• TASK DIRECTIONS
The number of lines below that contain the word "dark" is all that the answer should hold.

• Natural-language object grounding data

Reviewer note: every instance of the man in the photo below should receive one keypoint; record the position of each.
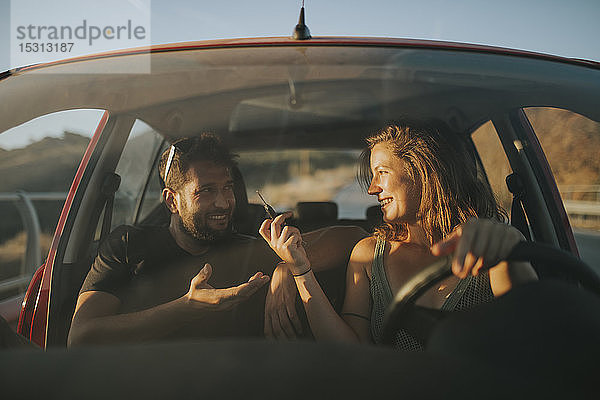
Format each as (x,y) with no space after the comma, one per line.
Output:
(152,283)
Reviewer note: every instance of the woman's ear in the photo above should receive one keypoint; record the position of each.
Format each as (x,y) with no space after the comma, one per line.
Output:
(171,200)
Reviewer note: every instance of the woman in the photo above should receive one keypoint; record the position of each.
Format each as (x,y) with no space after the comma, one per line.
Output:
(431,196)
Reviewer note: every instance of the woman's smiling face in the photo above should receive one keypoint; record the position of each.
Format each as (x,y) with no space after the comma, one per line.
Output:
(398,195)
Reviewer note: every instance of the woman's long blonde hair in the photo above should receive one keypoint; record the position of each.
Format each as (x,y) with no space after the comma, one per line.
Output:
(451,186)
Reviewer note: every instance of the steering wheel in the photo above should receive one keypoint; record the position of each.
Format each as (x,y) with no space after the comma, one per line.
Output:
(402,312)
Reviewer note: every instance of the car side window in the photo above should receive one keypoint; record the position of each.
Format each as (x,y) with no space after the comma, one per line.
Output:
(570,142)
(495,163)
(139,188)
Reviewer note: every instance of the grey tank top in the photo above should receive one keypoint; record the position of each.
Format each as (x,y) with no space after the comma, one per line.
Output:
(469,292)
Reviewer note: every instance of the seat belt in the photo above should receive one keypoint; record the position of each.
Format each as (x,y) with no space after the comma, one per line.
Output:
(517,212)
(109,188)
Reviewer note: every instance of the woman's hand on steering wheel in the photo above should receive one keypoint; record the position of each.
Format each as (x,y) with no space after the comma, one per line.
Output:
(478,244)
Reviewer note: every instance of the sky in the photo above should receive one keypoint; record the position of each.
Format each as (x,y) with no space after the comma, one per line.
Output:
(565,28)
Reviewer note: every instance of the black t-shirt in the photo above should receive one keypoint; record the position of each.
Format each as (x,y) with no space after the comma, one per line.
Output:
(144,267)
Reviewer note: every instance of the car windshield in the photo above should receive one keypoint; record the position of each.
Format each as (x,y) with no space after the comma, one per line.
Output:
(297,117)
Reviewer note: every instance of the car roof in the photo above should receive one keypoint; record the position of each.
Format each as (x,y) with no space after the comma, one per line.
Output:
(250,88)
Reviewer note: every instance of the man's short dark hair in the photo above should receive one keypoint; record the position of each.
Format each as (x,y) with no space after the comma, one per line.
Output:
(206,147)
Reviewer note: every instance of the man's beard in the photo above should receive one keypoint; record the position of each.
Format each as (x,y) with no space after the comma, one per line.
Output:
(195,226)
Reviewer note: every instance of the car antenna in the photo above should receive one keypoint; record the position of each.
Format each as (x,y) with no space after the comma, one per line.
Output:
(301,32)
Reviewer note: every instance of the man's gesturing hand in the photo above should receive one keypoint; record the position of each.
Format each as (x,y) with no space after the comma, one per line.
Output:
(204,296)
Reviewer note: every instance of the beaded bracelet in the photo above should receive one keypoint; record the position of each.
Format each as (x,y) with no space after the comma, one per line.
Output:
(303,273)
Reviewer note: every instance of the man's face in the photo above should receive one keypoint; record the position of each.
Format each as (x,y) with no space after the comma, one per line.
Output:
(206,201)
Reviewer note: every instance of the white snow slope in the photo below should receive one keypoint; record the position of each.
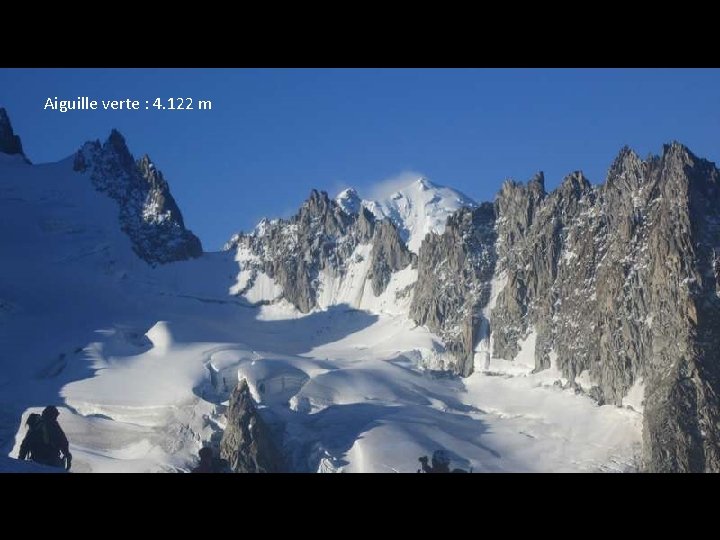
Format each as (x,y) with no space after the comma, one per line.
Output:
(417,209)
(126,351)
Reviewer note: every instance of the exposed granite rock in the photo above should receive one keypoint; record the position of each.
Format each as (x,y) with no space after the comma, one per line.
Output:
(247,443)
(9,142)
(148,212)
(389,254)
(621,281)
(321,236)
(454,274)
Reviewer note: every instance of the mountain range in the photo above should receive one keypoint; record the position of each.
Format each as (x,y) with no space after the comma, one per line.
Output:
(574,329)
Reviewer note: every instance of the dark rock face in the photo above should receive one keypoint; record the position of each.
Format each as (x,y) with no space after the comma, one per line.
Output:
(148,212)
(321,236)
(247,444)
(621,281)
(389,254)
(454,274)
(9,142)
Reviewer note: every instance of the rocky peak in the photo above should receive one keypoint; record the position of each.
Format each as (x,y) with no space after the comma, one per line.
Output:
(9,142)
(320,210)
(349,201)
(536,185)
(247,443)
(148,212)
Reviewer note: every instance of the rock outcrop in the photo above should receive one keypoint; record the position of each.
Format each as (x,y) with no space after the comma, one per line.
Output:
(9,142)
(148,212)
(618,283)
(247,443)
(322,236)
(455,270)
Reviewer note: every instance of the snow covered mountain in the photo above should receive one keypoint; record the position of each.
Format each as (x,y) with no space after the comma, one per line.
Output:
(542,332)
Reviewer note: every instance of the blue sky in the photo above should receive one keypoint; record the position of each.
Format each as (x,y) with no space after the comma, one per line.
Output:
(273,134)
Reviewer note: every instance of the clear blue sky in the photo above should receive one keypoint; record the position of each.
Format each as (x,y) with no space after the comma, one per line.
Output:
(274,134)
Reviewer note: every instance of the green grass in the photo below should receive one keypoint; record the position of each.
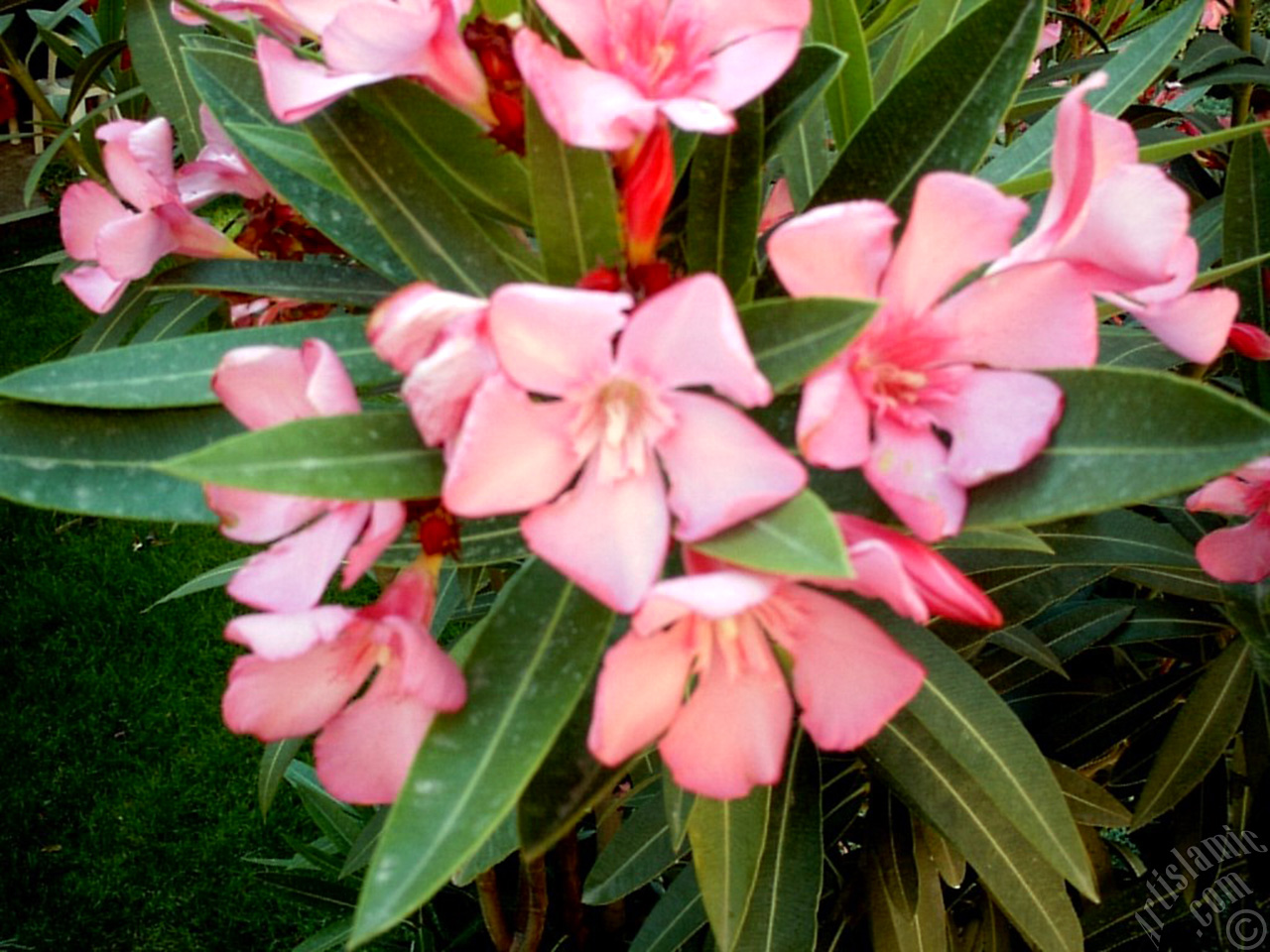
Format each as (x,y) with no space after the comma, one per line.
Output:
(128,807)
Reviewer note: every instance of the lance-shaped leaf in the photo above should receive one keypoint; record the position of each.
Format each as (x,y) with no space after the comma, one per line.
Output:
(788,890)
(929,778)
(155,41)
(1201,733)
(180,372)
(534,655)
(638,853)
(725,197)
(574,200)
(314,280)
(790,336)
(849,98)
(679,915)
(99,462)
(944,113)
(474,168)
(798,537)
(1134,67)
(1246,234)
(227,77)
(1125,436)
(728,838)
(979,731)
(423,222)
(356,456)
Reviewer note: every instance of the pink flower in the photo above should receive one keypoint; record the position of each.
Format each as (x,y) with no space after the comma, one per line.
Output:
(621,419)
(126,243)
(1123,226)
(693,61)
(440,339)
(715,629)
(305,667)
(370,41)
(916,398)
(1237,552)
(267,386)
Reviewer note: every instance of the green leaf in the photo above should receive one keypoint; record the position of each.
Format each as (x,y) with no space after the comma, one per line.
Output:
(728,838)
(790,336)
(849,98)
(1135,66)
(1089,803)
(1125,436)
(1246,234)
(638,853)
(229,80)
(180,372)
(574,202)
(783,909)
(535,654)
(1201,734)
(798,537)
(275,761)
(99,462)
(979,731)
(930,779)
(676,918)
(356,456)
(725,197)
(313,280)
(154,37)
(472,168)
(944,113)
(423,222)
(790,98)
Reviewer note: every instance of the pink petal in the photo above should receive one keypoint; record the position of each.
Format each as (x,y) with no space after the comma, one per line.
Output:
(293,574)
(956,223)
(833,419)
(721,466)
(512,453)
(639,693)
(296,87)
(1238,553)
(998,420)
(908,468)
(550,340)
(849,678)
(837,250)
(607,537)
(730,734)
(295,696)
(1194,325)
(86,208)
(1025,317)
(584,105)
(249,516)
(275,636)
(689,335)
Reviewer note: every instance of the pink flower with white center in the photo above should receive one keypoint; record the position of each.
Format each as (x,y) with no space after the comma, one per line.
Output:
(440,340)
(693,61)
(305,669)
(267,386)
(615,421)
(370,41)
(1123,227)
(717,629)
(917,398)
(1237,552)
(127,241)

• EXERCISE ANSWER
2